## Fragmento del texto

Siempre he pensado que probablemente es uno de los mayores desprecios que alguien te puede hacer: que no te vea, aunque estés delante, que no repare en ti, que no advierta tu presencia…, que te ignore. Lo he vivido en propia carne en alguna ocasión, si bien lo he sufrido de verdad viendo como una persona supuestamente muy inteligente y muy reconocida lo hacía con un colega muy estrecho. Y, lo peor de todo, yo mismo lo he practicado en alguna ocasión, quizá en más de una. Y en una ocasión fui ‘zarandeado’ por un niño que con una vocecita angelical me lo restregó directamente.
Sucedió en el año 2002 en la antigua capital Inca, Cuzco, más conocida como la ‘Roma de América’ por la cantidad de monumentos históricos que posee, muchos de ellos construidos a partir del saqueo sometido por los conquistadores españoles a la ciudad inca de Sacsayhuamán, una fortaleza ceremonial a unos 2 kilómetros de Cuzco y a casi 4.000 metros sobre el nivel del mar.

## Enunciado
Según el fragmento, ¿a qué altura sobre el nivel del mar está Sacsayhuamán?

(Registros extraídos)
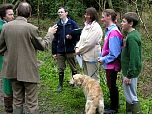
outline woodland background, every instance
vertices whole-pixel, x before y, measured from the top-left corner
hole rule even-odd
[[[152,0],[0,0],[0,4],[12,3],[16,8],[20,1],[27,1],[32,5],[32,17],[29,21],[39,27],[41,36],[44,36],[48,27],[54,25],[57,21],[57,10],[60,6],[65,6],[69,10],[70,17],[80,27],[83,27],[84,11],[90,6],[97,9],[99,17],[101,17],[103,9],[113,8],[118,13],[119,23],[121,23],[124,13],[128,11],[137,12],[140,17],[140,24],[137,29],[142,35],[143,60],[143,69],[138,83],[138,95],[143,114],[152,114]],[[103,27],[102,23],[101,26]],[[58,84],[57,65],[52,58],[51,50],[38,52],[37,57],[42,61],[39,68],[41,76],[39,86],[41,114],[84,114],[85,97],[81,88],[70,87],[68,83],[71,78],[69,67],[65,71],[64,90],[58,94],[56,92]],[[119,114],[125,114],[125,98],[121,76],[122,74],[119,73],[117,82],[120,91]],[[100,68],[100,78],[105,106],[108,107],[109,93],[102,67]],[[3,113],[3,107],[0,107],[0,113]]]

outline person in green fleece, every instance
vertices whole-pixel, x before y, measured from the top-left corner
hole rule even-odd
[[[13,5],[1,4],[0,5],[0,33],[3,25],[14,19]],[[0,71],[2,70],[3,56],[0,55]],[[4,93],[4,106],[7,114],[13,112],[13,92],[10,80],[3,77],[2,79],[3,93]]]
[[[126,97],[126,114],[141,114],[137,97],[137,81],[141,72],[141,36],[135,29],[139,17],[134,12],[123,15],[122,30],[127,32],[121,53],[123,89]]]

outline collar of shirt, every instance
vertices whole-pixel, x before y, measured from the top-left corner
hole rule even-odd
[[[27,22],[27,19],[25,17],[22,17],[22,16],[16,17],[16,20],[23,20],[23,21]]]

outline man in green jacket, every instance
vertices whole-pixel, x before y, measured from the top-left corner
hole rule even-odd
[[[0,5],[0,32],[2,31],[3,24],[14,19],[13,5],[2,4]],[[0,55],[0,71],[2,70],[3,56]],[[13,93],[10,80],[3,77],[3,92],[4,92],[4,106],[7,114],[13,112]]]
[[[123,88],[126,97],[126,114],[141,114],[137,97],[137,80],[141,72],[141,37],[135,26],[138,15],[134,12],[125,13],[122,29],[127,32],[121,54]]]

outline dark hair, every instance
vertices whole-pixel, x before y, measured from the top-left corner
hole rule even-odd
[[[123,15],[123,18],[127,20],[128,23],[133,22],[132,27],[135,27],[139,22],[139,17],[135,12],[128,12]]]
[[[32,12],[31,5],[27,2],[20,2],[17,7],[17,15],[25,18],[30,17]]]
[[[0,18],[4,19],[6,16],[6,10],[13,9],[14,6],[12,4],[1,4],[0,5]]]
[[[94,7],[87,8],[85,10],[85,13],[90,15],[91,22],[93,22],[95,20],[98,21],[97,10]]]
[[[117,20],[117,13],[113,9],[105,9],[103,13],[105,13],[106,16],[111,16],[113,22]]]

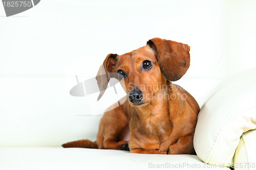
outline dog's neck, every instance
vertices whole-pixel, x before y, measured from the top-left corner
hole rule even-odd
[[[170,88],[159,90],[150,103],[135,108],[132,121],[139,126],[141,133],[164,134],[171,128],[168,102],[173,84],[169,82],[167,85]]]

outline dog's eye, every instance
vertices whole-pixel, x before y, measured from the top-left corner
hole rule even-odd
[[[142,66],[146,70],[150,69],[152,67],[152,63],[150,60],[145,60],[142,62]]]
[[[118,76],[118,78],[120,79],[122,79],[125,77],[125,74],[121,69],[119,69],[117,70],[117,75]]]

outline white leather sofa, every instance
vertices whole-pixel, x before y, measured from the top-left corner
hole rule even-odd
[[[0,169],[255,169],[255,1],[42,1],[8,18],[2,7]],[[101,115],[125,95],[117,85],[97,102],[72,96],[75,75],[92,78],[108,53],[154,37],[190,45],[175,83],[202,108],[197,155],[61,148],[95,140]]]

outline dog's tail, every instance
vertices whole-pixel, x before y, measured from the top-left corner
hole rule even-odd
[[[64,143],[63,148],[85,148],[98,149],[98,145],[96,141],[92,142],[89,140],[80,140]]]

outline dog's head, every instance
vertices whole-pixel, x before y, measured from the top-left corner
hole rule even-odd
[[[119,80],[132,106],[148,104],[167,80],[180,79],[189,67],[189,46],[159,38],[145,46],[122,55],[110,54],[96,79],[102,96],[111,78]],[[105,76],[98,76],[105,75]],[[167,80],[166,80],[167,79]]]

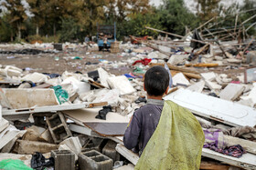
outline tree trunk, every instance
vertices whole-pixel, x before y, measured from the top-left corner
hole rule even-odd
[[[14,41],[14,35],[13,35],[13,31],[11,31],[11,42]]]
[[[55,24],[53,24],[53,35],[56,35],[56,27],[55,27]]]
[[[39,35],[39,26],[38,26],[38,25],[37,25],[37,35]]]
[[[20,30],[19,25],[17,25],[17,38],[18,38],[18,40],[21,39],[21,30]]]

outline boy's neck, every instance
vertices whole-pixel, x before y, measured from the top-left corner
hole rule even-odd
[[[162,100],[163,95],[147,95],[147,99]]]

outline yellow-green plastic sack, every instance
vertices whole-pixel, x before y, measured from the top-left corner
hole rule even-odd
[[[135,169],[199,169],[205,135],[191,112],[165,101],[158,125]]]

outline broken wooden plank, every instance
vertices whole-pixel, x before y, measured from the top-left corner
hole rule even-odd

## Respuesta
A casi 4.000 metros sobre el nivel del mar.